▶ **Reading text**:
'''

Sessions focus on straw-bale gardening, vegetable growing

Straw bale garden with plants
Here's one example of a straw-bale garden, at the Fair Oaks Horticulture Center
in May 2018. Sweet potatoes were planted in the bales that year. (Photo: Kathy
Morrison)

Any gardener who'd just as soon not risk a crowd, even outdoors, right now should be happy to know that the region's master gardeners have your back.

Two free Zoom online workshops are scheduled for Saturday, Jan. 22:

-- 9 a.m. to noon. "Spring and Summer Vegetables" is the topic covered by the El Dorado master gardeners. Master gardener Zack Dowell will discuss garden plant selection, planting times, site selection, soil preparation, proper seed planting techniques, and pest management.

Registration is free but required here: https://surveys.ucanr.edu/survey.cfm?surveynumber=36315

Visit the El Dorado master gardeners' website https://mgeldorado.ucanr.edu/ to see what else they have planned for workshops through March.

'''

▶ **Dataset section**:
'''

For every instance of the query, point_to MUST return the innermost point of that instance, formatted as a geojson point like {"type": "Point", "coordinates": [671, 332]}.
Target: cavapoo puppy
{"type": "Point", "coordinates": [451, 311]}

'''

▶ **What you will do**: In the article on gardening workshops, what was planted in the straw bales at the Fair Oaks Horticulture Center in 2018? The material is not needed for what follows.

▶ **Answer in full**: Sweet potatoes